> _Exercise objective_:
Could you transcribe every one of the entries below word for word, leaving the pictures out of your answer?

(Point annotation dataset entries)
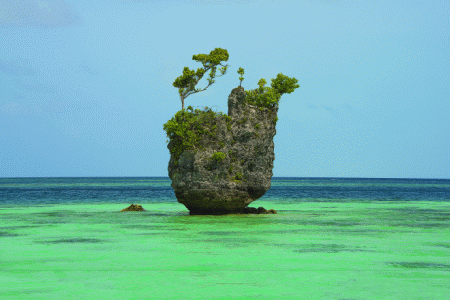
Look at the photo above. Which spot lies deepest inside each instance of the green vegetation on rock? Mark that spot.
(218, 156)
(187, 126)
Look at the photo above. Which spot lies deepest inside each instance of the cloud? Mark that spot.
(37, 13)
(88, 69)
(328, 108)
(311, 106)
(38, 88)
(14, 108)
(14, 68)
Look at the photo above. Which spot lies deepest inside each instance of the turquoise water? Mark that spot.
(333, 238)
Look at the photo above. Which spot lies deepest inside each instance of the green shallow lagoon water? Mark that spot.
(309, 250)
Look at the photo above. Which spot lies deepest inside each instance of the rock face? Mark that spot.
(134, 207)
(206, 185)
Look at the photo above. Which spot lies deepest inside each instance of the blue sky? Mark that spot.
(86, 86)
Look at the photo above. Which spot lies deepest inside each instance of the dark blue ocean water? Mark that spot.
(34, 191)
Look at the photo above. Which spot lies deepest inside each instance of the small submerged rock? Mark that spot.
(134, 207)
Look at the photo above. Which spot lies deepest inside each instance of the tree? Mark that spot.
(186, 82)
(266, 96)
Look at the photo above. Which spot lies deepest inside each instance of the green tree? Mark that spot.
(241, 72)
(265, 96)
(186, 82)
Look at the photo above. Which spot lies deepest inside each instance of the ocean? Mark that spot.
(332, 238)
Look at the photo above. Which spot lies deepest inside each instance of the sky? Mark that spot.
(86, 85)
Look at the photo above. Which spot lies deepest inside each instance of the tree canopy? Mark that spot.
(186, 82)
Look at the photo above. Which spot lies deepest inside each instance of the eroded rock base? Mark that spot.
(134, 207)
(244, 211)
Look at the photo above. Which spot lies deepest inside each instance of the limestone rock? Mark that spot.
(134, 207)
(258, 211)
(209, 186)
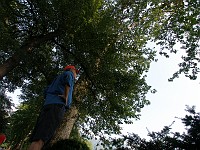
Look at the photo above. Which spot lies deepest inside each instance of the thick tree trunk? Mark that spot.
(14, 60)
(63, 132)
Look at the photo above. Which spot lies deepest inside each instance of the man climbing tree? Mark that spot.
(58, 96)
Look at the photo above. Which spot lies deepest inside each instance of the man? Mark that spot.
(58, 97)
(2, 139)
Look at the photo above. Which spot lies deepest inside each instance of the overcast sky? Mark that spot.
(169, 101)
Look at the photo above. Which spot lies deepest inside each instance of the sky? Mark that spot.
(169, 101)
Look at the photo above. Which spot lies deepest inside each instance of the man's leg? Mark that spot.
(36, 145)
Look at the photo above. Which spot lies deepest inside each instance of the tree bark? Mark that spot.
(26, 48)
(63, 132)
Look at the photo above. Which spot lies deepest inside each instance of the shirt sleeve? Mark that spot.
(68, 79)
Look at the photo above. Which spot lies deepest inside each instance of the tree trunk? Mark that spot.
(63, 132)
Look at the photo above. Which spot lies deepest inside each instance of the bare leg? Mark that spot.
(37, 145)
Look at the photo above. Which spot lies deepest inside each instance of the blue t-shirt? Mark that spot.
(57, 87)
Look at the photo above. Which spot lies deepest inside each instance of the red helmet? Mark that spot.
(71, 67)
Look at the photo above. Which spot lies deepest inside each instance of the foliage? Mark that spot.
(105, 38)
(5, 110)
(165, 139)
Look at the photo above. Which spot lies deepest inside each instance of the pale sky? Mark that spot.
(170, 99)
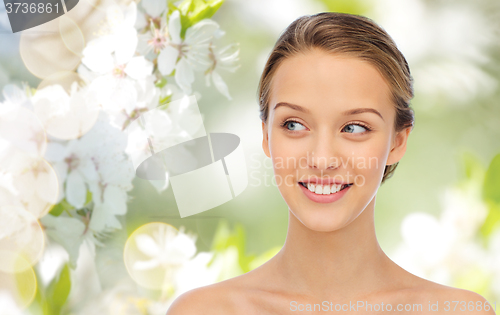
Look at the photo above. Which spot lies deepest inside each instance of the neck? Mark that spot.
(347, 262)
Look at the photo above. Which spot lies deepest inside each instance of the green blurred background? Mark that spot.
(453, 51)
(454, 55)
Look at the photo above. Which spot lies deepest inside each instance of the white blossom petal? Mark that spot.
(147, 245)
(126, 42)
(174, 27)
(154, 8)
(201, 32)
(76, 191)
(139, 68)
(116, 199)
(97, 54)
(184, 75)
(167, 60)
(145, 265)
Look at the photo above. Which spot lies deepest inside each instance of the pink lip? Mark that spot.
(324, 198)
(326, 181)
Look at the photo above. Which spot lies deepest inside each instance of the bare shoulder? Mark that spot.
(246, 294)
(454, 300)
(217, 298)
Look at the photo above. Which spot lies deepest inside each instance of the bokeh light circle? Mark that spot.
(21, 235)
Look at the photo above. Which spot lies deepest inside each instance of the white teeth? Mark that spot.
(311, 187)
(319, 190)
(326, 190)
(335, 188)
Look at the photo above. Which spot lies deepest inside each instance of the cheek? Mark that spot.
(369, 157)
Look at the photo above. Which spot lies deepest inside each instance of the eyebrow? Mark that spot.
(346, 113)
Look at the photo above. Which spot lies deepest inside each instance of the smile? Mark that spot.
(324, 193)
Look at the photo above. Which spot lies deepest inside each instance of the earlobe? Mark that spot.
(399, 146)
(265, 140)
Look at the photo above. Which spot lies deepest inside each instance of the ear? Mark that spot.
(398, 146)
(265, 140)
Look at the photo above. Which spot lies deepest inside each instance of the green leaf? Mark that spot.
(60, 208)
(58, 290)
(206, 11)
(225, 238)
(491, 196)
(492, 221)
(473, 168)
(264, 257)
(491, 185)
(89, 197)
(164, 102)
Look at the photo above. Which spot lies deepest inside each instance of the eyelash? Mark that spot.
(358, 123)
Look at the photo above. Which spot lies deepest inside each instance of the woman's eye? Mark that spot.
(293, 125)
(353, 128)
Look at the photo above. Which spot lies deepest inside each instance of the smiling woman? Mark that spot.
(334, 100)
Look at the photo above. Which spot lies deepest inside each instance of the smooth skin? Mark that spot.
(331, 252)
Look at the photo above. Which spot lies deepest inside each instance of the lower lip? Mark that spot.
(324, 198)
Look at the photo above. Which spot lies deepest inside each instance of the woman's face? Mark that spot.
(331, 118)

> _Exercise output_:
Look at the photo above. Which spot lies deepest inside each instance of the green vegetation on rock? Mark that spot.
(218, 156)
(187, 126)
Look at the photo above. Which spot lies deepest inside each instance of the cloud? Mark that spot.
(37, 13)
(88, 69)
(328, 108)
(311, 106)
(38, 88)
(14, 108)
(14, 68)
Look at the photo above. Which spot lies deepest inside each instance of the turquoise water? Mark that spot.
(333, 238)
Look at the photo above. Which spot lies deepest inside each instance of the green shallow lagoon water? Mark that spot.
(309, 250)
Look at the photo above. Which spot lies deepest inside each instance of the rock face? Mark that spot.
(134, 207)
(206, 185)
Look at the photo above. Which spot lies deepest inside each instance of the blue sky? Mark that spot.
(86, 86)
Look at the photo above. Which spot lies deepest inside each instance of the dark blue ocean water? Mark that spot.
(34, 191)
Look at the photo above. Which spot lies deepest inside each instance of the small submerged rock? Mark that spot.
(134, 207)
Look at the photo above. Which spot lies deepest inside each instance of the tree? Mark that spot.
(186, 82)
(266, 96)
Look at the photo above. Which spot lies deepest inside each instance of the green tree? Mark that spot.
(241, 72)
(265, 96)
(186, 82)
Look at the photo above. Which spot lies deepest inside each instance of the ocean? Mark that spot.
(332, 238)
Look at the photo above. Which spot lies deepest inside each instance of the sky? Mark that spot.
(86, 85)
Look at the photo above. Which spot lies deepest inside each instance of the tree canopy? Mark that spot.
(186, 82)
Look at the photo above. Which spot lies deepest inside each instance of the eroded rock base? Mark that spot.
(134, 207)
(244, 211)
Look at the photo above. Which spot lies deepest inside each instance of the limestone rock? Mark that spot.
(134, 207)
(258, 211)
(209, 186)
Look at the photo above. Which spot lies deepest inside each instance of the thick tree trunk? Mark that spot.
(14, 60)
(63, 132)
Look at the photo above. Which spot lies deepest inside each instance of the man climbing tree? Mark that spot.
(58, 96)
Look at the photo above. Which spot lies deepest inside each instance of the man? Mark that spot.
(58, 97)
(2, 139)
Look at the photo above. Which spot lies deepest inside each instance of the overcast sky? Mark that spot.
(169, 101)
Look at the photo above. Which spot lies deepest inside each instance of the sky? Mark that spot.
(169, 101)
Look at the photo above. Which spot lies deepest inside each instance of the man's leg? Mark that spot.
(36, 145)
Look at the photo above. Which spot lies deepest inside each instance of the tree bark? Mark that spot.
(26, 48)
(63, 132)
Look at the photo above. Which spot lies deepest inside each instance of the shirt sleeve? Mark that spot.
(68, 79)
Look at the photo above. Which spot lies deepest inside each instance of the tree trunk? Mark that spot.
(63, 132)
Look at the photo above. Which spot lies deepest inside each instance of the bare leg? Mark that spot.
(37, 145)
Look at the photo above. Which spot lies deepest inside each instance of the blue t-shirt? Mark that spot.
(57, 87)
Look at the photo above. Which spot lies deepest inside each instance of the red helmet? Mark that spot.
(71, 67)
Look at the photo above. Which spot lies deepest inside each instance of the foliage? Mark that spot.
(105, 38)
(5, 110)
(165, 139)
Look at the photo above. Which spot lies deepest inside each instance of the pale sky? Mark that spot.
(170, 99)
Look at the photo above. Which spot lies deepest inside each instance of the neck? Mark that spot.
(347, 262)
Look at the photo above. Which spot lies deepest inside each instance of the green blurred background? Mark that spot.
(453, 51)
(454, 55)
Look at the photo above. Which spot lies deepest inside each instance of the white blossom petal? Mark that spot.
(147, 245)
(126, 42)
(174, 27)
(154, 8)
(201, 32)
(76, 191)
(139, 68)
(116, 199)
(97, 54)
(184, 75)
(167, 60)
(145, 265)
Look at the photo above. Which spot lies deepest inside each instance of the pink lip? Mark that spot.
(324, 198)
(326, 181)
Look at the photo above. Which spot lies deepest inside each instance of the bare shoulder? Mark that spot.
(246, 294)
(454, 300)
(217, 298)
Look at the photo above. Which spot lies deepest inside each instance of the bokeh light circle? Mark that spot.
(21, 235)
Look at the photo above. Which spot lies deepest inside each instance of the white teeth? Mark that spot.
(311, 187)
(319, 190)
(326, 190)
(335, 188)
Look at the photo above. Which spot lies deepest inside each instance of the cheek? Mark that spot.
(369, 157)
Look at the photo above. Which spot lies deepest inside each instance of the eyebrow? Mark that spot.
(346, 113)
Look at the photo above. Which spot lies deepest inside each instance of the smile? Mark that spot.
(324, 193)
Look at the photo above. Which spot lies deepest inside each instance of the earlobe? Mark that spot.
(399, 146)
(265, 140)
Look at the photo above. Which spot lies deepest inside each instance of the ear? Mark that spot.
(398, 146)
(265, 140)
Look at the photo above. Which spot lies deepest inside each instance of the green leaf? Mark that spot.
(60, 208)
(58, 290)
(206, 11)
(225, 238)
(491, 196)
(492, 221)
(473, 168)
(264, 257)
(491, 185)
(89, 197)
(164, 102)
Look at the photo above. Which spot lies deepest inside each instance of the eyelash? Mark that spot.
(358, 123)
Look at the photo above. Which spot lies deepest inside each instance of the woman's eye? Mark that spot.
(293, 125)
(353, 128)
Look at the photo above. Which spot lies deepest inside each instance of the smiling woman? Mark that spot.
(334, 100)
Look at the photo above. Which spot lies deepest inside each instance of the smooth skin? Mark that spot.
(331, 252)
Look at the photo above. Which spot lies deepest inside each instance of the lower lip? Mark that spot.
(324, 198)
Look at the photo above. Which spot lies deepest inside each instance of the woman's face? Mark that spot.
(331, 118)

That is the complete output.